■ **Task objective**: Retype all entries exactly as they stand, excluding pictures.

(Stored dataset items)
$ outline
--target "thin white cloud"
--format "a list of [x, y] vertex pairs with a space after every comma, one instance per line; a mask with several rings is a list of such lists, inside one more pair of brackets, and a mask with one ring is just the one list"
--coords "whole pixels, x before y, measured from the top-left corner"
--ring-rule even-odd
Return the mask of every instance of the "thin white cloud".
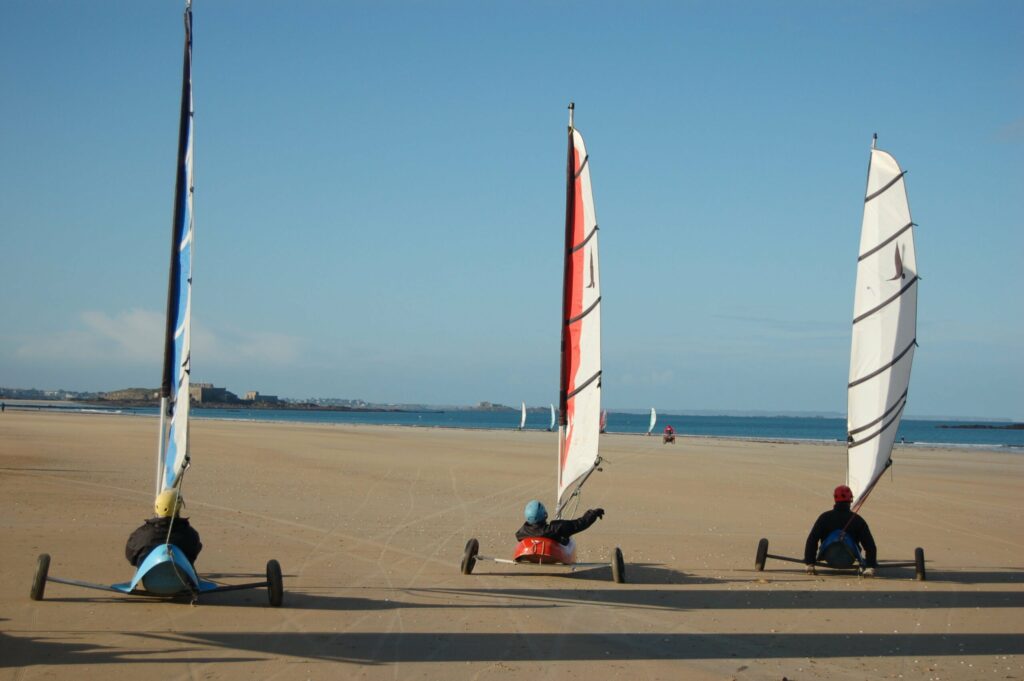
[[1024, 118], [1017, 118], [996, 129], [996, 141], [1020, 142], [1024, 140]]
[[302, 347], [299, 337], [273, 331], [214, 330], [198, 322], [192, 328], [194, 366], [289, 366], [298, 362]]
[[[115, 314], [87, 310], [74, 328], [22, 337], [19, 359], [59, 364], [154, 365], [163, 355], [164, 315], [131, 309]], [[193, 320], [192, 354], [202, 366], [288, 366], [302, 356], [302, 340], [276, 332], [211, 329]]]
[[78, 322], [78, 328], [23, 338], [16, 355], [25, 360], [60, 363], [159, 361], [163, 315], [143, 309], [113, 316], [87, 310], [79, 314]]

■ **Exercise answer**:
$ outline
--target "thin white cloud"
--format "a list of [x, y] vertex pairs with a space after every comma, one instance per line; a mask with several rings is a list of such lists, inside one more pair of brackets, and a mask with one ring is just the one list"
--coords "whole pixels, x before y, measured from the top-left corner"
--ring-rule even-odd
Return the mask of every instance of the "thin white cloud".
[[1024, 118], [1017, 118], [996, 129], [996, 141], [1020, 142], [1024, 140]]
[[302, 347], [299, 337], [273, 331], [214, 330], [198, 322], [192, 328], [194, 366], [289, 366], [298, 362]]
[[[115, 314], [87, 310], [74, 328], [22, 337], [19, 359], [59, 364], [154, 365], [163, 355], [164, 315], [131, 309]], [[193, 320], [192, 354], [202, 366], [288, 366], [302, 356], [302, 340], [276, 332], [211, 329]]]
[[78, 322], [78, 328], [23, 338], [16, 355], [25, 360], [60, 363], [159, 361], [163, 315], [143, 309], [113, 316], [87, 310], [79, 314]]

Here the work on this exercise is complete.